[Point annotation dataset records]

'''

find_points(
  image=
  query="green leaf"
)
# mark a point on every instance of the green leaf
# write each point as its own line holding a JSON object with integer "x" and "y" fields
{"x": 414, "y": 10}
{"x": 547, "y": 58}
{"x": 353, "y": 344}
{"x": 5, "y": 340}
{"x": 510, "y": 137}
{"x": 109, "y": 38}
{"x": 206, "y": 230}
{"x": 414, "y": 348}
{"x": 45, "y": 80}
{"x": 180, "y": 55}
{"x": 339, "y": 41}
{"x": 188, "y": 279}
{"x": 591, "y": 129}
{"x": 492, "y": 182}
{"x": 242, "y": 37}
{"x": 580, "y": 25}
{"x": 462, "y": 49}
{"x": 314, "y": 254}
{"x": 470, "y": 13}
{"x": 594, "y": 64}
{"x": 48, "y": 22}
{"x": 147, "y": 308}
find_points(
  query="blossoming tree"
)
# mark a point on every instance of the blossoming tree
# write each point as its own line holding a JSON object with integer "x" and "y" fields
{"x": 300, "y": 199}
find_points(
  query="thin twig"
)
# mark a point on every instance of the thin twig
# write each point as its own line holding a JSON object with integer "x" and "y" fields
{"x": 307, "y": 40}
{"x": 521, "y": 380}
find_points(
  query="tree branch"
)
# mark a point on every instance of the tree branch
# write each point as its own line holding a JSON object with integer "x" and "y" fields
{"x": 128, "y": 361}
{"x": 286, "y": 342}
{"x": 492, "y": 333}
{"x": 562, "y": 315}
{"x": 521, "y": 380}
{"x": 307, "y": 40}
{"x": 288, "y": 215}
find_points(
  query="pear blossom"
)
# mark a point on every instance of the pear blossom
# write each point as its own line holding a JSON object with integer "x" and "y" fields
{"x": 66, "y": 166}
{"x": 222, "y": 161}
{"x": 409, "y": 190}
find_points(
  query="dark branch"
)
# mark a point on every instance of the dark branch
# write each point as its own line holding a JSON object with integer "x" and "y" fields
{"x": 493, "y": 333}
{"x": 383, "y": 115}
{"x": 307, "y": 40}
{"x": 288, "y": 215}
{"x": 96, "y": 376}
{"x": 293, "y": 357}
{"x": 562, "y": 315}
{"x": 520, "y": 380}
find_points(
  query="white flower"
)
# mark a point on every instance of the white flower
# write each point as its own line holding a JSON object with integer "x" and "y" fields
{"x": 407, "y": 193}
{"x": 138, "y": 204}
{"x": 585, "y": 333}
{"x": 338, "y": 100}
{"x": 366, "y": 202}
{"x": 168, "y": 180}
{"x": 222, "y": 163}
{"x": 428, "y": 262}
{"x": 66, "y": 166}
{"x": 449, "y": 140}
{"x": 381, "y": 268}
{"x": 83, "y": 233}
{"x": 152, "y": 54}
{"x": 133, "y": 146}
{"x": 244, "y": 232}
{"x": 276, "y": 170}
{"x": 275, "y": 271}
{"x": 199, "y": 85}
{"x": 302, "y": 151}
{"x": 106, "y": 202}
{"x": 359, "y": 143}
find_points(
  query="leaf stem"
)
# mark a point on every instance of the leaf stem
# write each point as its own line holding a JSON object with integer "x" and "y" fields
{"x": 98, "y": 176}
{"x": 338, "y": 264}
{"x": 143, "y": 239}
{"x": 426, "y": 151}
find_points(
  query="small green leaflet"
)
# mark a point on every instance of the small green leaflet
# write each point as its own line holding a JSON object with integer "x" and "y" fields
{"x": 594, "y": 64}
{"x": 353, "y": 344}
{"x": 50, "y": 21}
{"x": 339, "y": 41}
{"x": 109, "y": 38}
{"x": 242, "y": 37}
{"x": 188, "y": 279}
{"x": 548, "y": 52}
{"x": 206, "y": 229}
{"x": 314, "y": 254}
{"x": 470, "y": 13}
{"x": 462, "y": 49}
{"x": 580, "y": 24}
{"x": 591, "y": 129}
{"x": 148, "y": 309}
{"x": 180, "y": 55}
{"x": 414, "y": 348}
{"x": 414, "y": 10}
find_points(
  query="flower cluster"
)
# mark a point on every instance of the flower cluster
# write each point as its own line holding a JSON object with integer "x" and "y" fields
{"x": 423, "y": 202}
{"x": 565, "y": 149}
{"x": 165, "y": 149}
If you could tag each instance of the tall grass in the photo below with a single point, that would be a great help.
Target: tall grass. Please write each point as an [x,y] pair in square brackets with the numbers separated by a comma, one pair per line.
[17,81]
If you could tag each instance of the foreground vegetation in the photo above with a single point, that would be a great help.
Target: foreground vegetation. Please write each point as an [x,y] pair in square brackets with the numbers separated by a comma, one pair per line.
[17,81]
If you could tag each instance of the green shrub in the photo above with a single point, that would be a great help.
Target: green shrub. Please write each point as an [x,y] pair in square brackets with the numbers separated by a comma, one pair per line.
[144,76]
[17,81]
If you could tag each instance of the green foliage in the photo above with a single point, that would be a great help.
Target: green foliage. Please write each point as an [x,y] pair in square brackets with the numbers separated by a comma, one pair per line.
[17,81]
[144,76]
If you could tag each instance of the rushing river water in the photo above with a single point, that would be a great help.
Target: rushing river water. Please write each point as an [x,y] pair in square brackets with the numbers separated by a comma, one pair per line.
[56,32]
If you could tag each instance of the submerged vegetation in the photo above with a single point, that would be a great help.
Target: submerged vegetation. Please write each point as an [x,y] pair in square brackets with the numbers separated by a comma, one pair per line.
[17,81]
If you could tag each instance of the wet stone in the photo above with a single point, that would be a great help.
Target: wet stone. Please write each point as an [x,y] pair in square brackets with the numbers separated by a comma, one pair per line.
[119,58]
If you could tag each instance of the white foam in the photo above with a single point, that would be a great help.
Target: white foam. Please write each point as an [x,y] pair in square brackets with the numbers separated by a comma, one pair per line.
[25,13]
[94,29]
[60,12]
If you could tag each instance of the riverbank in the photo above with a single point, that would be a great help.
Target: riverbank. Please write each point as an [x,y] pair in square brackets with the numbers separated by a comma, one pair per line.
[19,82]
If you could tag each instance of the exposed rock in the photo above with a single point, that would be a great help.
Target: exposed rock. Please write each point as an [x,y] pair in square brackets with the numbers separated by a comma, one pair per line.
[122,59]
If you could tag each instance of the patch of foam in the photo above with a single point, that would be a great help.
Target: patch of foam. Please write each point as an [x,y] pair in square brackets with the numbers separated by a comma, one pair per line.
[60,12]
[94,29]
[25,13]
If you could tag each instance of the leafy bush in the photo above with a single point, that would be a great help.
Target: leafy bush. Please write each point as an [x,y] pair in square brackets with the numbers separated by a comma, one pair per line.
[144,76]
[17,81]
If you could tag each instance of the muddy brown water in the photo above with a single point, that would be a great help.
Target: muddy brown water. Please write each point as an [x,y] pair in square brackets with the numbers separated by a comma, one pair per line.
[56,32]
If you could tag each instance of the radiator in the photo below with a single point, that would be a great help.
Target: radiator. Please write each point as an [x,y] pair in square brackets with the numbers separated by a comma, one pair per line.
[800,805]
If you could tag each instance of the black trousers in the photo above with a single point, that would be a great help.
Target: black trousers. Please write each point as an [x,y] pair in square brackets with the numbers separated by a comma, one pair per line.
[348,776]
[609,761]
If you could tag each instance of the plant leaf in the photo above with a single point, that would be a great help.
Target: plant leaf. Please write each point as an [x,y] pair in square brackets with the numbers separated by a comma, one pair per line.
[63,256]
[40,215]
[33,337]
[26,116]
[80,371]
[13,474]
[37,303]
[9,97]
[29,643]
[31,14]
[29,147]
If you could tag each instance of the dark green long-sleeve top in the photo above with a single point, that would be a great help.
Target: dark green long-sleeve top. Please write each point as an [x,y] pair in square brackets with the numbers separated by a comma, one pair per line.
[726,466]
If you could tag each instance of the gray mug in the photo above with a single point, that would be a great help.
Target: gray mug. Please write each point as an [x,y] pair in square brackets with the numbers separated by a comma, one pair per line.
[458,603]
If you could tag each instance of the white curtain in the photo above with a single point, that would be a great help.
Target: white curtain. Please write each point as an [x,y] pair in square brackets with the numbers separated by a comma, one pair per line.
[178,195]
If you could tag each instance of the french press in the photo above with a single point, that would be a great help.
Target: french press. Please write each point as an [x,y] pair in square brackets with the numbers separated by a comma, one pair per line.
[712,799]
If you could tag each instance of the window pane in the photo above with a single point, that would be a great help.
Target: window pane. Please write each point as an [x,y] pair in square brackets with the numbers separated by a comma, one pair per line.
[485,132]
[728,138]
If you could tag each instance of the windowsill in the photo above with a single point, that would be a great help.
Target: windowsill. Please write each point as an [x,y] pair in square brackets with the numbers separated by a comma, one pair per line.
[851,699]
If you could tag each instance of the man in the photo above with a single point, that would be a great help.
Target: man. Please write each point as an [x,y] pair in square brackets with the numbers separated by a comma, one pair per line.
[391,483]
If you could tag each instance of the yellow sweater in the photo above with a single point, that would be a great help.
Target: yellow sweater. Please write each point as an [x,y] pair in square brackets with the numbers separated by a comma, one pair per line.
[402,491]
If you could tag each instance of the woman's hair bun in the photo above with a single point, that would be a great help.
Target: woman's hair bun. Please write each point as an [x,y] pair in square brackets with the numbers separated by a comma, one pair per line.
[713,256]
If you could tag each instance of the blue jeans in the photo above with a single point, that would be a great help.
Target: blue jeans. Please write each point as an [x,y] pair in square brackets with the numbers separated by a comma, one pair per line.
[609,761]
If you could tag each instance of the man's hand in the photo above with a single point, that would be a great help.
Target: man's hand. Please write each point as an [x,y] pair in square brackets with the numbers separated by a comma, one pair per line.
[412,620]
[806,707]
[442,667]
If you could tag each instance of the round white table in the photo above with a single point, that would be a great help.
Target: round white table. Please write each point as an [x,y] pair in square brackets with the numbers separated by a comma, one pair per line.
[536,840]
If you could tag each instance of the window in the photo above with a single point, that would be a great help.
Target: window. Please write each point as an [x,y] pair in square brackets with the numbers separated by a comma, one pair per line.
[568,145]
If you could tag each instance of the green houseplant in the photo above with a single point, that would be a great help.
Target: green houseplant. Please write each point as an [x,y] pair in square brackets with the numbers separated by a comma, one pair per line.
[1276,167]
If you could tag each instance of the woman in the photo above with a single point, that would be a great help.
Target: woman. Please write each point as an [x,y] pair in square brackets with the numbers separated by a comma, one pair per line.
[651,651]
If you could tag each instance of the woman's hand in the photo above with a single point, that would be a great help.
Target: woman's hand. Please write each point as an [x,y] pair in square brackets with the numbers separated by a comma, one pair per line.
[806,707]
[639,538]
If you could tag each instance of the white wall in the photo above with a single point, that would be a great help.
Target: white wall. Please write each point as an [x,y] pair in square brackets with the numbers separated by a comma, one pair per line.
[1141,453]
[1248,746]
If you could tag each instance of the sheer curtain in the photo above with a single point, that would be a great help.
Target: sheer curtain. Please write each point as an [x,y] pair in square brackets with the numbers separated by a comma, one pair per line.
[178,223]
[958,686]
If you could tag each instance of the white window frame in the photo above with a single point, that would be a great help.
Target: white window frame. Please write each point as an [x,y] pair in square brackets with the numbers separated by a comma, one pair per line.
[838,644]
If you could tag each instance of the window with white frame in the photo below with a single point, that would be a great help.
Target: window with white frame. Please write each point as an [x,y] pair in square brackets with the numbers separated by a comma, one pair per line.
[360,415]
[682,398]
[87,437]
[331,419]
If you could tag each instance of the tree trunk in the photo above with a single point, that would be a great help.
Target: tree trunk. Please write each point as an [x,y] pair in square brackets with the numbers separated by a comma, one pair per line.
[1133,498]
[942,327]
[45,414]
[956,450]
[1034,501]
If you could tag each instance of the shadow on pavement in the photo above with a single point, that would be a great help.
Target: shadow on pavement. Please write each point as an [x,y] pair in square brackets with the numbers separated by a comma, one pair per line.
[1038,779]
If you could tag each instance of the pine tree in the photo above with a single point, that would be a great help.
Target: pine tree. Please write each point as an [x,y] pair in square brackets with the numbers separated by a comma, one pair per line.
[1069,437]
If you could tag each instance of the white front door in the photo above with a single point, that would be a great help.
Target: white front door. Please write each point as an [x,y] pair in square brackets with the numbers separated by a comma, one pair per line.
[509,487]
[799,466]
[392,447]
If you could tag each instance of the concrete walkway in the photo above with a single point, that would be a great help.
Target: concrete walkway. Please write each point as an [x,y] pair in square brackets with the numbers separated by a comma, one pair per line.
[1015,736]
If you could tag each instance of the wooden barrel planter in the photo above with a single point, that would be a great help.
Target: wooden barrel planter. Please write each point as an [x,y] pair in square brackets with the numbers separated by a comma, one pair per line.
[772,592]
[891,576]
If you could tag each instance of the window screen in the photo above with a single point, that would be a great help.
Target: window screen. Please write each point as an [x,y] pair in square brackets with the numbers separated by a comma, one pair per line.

'''

Your task is to extract the lines running from the one with "If you could tag each instance of the wooden" to the end of the material, inclusive, copying each exactly and adding nothing.

FINAL RESULT -
If you could tag each instance of the wooden barrel planter in the photo above with a single point, that would be a great help.
Target: wooden barrel planter. Please write each point as an [x,y] pair in square brackets with the numbers separated by a comma, one pair per line.
[772,592]
[891,576]
If you could tag each instance of the window screen in the photo above with a single point, that would be a great help.
Target: window screen. Please write each point as an [x,y] pair in square brackets with the numbers separated by a comma, one pair per line.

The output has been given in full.